» **SET EXERCISE**: Return, word for word, the stretch of the records from the line containing "Where can you spot the red" through the line containing "column 137, row 169", with both of those lines included.

══ STORED RECORDS

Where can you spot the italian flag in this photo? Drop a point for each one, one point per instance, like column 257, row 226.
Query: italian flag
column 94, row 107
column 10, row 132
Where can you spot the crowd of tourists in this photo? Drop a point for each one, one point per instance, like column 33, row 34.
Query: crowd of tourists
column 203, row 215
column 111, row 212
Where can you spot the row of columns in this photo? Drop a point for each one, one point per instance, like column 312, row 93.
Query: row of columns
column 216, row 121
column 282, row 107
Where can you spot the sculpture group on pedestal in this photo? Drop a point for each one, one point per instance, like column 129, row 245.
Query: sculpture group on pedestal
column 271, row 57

════
══ STORED RECORDS

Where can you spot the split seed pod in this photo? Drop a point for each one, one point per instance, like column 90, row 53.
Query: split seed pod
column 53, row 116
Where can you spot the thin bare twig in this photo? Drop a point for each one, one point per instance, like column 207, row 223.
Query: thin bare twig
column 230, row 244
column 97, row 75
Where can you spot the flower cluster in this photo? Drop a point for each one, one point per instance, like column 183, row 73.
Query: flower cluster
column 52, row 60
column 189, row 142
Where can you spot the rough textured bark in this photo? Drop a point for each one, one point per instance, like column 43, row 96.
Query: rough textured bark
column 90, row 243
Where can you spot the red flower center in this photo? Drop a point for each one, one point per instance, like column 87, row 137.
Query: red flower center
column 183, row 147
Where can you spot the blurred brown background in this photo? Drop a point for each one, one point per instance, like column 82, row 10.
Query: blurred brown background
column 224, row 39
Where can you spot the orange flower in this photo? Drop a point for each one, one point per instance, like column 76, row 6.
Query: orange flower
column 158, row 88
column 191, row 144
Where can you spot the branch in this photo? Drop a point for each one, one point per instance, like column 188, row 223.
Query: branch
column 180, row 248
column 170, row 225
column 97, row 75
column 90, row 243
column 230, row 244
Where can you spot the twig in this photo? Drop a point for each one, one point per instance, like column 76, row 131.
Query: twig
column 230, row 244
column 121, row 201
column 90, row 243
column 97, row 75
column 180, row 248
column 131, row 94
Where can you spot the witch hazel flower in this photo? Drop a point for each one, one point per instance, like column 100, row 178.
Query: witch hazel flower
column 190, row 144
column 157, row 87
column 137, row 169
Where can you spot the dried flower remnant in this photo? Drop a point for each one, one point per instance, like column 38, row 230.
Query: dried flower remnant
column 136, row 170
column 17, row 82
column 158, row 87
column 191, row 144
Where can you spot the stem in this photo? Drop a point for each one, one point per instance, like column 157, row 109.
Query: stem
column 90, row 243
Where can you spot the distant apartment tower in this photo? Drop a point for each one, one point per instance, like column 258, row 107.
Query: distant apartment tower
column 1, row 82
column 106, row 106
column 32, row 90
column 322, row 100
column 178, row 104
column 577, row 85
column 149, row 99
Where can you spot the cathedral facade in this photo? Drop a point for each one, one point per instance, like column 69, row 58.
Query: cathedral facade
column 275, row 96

════
══ STORED RECORDS

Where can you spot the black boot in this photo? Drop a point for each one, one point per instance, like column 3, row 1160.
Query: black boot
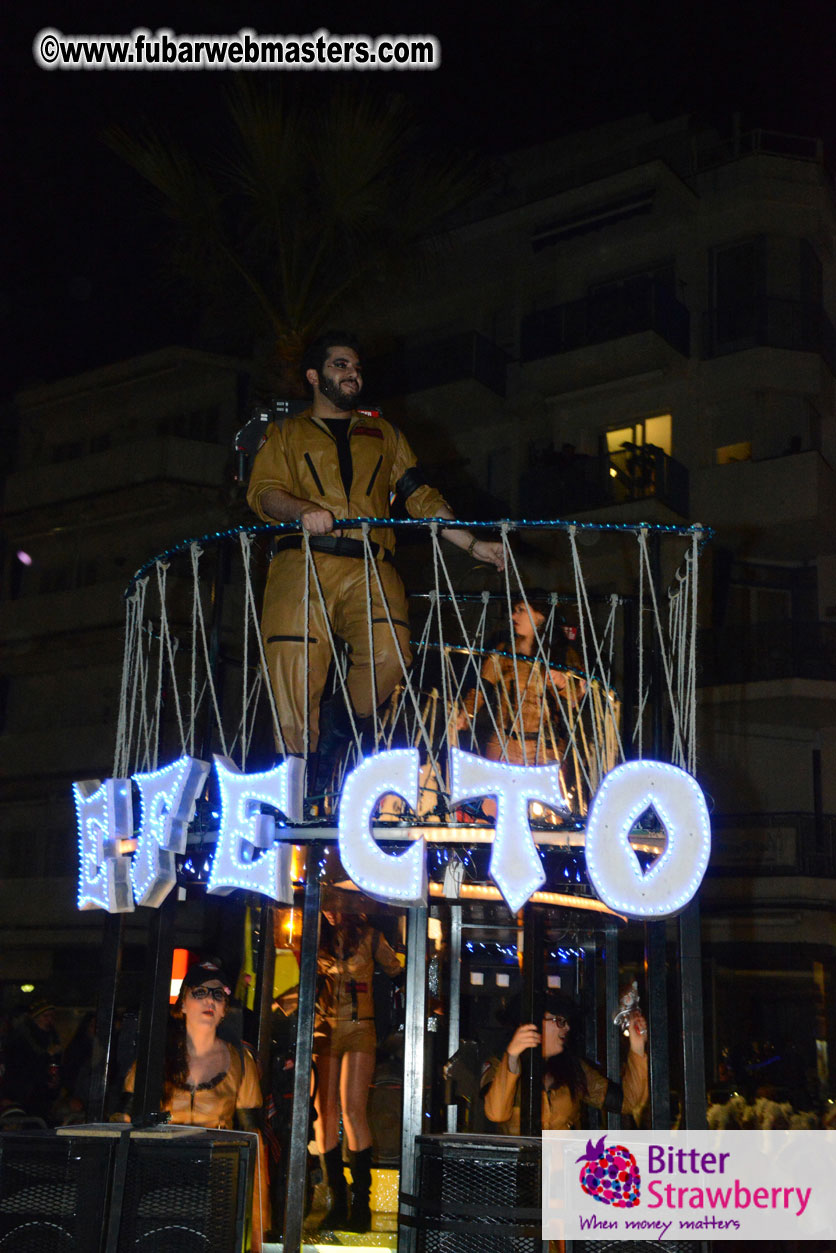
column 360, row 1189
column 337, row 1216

════

» **EXERCISE RESPONSE**:
Where can you spot the red flower center in this photo? Drop a point for each one, one point per instance, like column 87, row 137.
Query: red flower center
column 183, row 147
Where can you spot the blurred brown background in this photo? Drop a point for each one, one point per instance, like column 82, row 10.
Query: blurred brown background
column 224, row 39
Where can you spot the orange flower in this photo? Drop a point for each one, one point per instance, like column 76, row 6.
Query: orange flower
column 158, row 88
column 191, row 144
Where can you spot the branch in this photo? Drop a point for each one, one point per instance, like column 188, row 223.
Query: branch
column 180, row 248
column 170, row 225
column 97, row 75
column 90, row 243
column 230, row 244
Where can you spot the twig in this photo? Drop a point for each one, one point per instance, like column 76, row 131.
Query: twig
column 230, row 244
column 121, row 201
column 90, row 243
column 97, row 75
column 180, row 248
column 131, row 94
Where can you spot the witch hazel flower in this photo? Drop a point for each one, one point per instance, like column 100, row 178.
Query: witch hazel flower
column 190, row 144
column 157, row 87
column 137, row 169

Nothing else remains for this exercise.